_Task instructions_
Can you retype the lines below word for word, with every character and space unchanged?
--------------------
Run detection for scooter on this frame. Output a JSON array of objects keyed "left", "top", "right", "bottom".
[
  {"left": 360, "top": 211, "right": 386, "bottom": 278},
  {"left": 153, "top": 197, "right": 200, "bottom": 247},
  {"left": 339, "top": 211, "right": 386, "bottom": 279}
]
--------------------
_Result of the task_
Run detection for scooter on this frame. Output a JSON array of objects keyed "left", "top", "right", "bottom".
[
  {"left": 360, "top": 211, "right": 386, "bottom": 278},
  {"left": 153, "top": 197, "right": 200, "bottom": 247},
  {"left": 339, "top": 211, "right": 386, "bottom": 279}
]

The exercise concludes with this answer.